[Exercise directions]: Gather every line in the rows below that contains the word "white", and list each one on its own line.

[Records from a collection]:
○ ○ ○
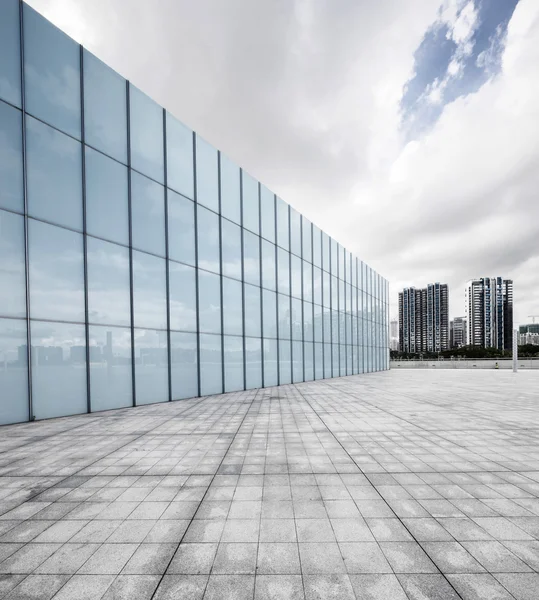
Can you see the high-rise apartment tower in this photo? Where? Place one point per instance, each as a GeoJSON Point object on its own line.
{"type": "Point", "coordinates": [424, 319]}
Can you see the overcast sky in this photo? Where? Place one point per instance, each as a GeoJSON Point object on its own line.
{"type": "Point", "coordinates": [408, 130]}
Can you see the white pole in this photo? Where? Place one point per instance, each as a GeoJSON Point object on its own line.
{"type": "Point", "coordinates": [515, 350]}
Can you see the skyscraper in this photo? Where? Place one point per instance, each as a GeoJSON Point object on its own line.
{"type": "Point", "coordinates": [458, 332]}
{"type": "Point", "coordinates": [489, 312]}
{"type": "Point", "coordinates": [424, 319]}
○ ○ ○
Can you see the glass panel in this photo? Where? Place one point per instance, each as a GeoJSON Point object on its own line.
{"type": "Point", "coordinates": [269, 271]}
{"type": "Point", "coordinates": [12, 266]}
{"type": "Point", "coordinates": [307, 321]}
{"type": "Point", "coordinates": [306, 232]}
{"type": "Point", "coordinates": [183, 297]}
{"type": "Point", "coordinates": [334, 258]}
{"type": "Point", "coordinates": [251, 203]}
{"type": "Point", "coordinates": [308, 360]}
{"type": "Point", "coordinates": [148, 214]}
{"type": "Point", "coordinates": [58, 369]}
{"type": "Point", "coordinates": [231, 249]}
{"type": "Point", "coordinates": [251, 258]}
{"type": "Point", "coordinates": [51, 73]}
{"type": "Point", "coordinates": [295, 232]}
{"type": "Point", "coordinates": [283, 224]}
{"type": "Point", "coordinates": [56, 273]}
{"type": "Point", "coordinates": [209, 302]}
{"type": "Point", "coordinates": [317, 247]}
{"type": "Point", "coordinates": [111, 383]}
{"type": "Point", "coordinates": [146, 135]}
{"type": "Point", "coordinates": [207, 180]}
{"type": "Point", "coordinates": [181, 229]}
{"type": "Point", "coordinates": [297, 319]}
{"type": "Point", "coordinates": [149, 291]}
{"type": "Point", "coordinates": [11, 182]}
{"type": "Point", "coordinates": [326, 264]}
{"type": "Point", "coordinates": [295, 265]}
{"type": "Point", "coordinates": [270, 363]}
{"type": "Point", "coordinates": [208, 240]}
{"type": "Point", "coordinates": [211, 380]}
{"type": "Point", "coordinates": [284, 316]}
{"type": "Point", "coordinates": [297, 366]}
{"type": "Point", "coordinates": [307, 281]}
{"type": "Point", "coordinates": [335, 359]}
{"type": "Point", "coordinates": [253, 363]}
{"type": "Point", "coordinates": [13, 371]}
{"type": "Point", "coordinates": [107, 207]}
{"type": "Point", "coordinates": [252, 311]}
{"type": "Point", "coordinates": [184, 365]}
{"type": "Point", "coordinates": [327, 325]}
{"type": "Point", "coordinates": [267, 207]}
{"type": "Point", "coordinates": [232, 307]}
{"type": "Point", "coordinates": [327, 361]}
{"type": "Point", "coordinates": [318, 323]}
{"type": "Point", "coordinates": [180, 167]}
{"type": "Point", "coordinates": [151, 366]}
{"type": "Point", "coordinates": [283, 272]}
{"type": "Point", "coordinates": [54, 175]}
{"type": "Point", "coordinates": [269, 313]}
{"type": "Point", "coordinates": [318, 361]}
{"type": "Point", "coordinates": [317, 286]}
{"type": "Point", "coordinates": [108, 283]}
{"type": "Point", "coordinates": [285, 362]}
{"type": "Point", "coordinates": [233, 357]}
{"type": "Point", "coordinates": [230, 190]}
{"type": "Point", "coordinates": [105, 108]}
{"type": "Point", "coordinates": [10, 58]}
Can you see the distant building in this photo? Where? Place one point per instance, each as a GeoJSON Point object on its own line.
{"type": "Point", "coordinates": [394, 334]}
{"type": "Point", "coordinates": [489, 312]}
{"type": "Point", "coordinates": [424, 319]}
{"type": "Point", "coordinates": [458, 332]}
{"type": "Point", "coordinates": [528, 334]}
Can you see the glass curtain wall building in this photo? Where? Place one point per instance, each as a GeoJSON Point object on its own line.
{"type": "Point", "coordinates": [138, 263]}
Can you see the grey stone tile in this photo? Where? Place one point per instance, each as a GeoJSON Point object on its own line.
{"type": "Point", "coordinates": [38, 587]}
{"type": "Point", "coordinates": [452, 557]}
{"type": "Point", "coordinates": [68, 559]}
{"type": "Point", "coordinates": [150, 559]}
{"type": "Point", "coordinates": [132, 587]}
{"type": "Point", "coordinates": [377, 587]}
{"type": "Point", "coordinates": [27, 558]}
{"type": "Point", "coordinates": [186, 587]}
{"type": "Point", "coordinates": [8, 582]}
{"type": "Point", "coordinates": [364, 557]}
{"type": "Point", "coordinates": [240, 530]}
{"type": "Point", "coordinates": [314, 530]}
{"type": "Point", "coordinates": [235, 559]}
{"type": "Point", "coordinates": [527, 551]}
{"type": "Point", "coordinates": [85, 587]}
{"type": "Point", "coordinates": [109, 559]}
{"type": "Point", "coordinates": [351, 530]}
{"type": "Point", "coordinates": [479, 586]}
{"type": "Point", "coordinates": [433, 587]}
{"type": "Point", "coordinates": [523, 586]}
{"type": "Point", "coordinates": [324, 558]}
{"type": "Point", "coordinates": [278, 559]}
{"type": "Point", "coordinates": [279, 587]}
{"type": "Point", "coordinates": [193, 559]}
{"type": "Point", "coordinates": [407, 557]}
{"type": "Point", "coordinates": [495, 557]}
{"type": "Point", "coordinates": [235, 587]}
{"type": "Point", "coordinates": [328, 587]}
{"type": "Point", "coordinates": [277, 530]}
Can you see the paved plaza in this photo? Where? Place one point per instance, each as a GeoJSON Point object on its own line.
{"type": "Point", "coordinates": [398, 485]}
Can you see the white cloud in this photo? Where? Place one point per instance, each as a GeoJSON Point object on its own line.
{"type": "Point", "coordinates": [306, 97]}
○ ○ ○
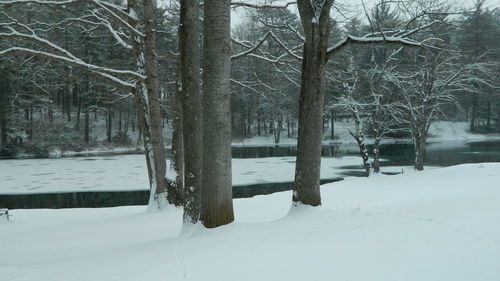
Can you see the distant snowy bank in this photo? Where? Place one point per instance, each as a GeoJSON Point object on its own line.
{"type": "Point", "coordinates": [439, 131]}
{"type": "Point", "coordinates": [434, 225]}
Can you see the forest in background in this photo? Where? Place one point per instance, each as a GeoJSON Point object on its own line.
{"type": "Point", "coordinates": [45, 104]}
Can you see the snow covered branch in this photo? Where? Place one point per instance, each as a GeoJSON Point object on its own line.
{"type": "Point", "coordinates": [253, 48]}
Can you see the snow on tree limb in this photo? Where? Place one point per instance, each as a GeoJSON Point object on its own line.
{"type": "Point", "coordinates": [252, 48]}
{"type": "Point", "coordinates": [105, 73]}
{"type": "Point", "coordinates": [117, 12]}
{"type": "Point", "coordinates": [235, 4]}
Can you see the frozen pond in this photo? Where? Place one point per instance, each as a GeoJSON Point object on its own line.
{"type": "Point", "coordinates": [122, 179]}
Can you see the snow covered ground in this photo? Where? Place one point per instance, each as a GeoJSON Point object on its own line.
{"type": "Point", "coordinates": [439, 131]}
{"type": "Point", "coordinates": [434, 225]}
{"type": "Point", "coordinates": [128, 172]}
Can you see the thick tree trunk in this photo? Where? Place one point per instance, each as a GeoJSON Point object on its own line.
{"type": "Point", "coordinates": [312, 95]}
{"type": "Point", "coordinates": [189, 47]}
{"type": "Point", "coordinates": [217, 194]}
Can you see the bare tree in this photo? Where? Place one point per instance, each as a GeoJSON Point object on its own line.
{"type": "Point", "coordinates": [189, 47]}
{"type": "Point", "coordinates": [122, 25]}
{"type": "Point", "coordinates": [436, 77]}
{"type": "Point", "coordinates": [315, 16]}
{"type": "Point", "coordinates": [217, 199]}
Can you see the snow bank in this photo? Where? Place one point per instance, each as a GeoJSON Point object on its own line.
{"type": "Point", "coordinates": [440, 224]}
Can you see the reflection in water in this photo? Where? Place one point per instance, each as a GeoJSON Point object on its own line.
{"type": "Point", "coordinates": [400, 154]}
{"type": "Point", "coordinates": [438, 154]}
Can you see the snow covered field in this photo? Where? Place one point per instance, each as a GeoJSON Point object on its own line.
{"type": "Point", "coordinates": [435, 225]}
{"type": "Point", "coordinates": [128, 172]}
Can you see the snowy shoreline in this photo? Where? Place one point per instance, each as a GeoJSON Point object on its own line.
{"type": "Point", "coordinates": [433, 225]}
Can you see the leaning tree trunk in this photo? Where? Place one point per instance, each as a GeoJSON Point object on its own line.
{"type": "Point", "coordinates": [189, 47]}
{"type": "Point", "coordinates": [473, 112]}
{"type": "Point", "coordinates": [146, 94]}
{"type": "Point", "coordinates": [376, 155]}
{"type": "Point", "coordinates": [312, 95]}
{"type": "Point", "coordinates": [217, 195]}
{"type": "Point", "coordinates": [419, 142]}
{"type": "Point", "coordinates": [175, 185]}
○ ○ ○
[Solution to this exercise]:
Can you see the white pole in this photo? Where? Place one point per instance, each as a GeoJSON Point object on its own line.
Can you see the white cloud in this photo? Where? Place one point per instance, each as a GeoJSON Point object on its own line.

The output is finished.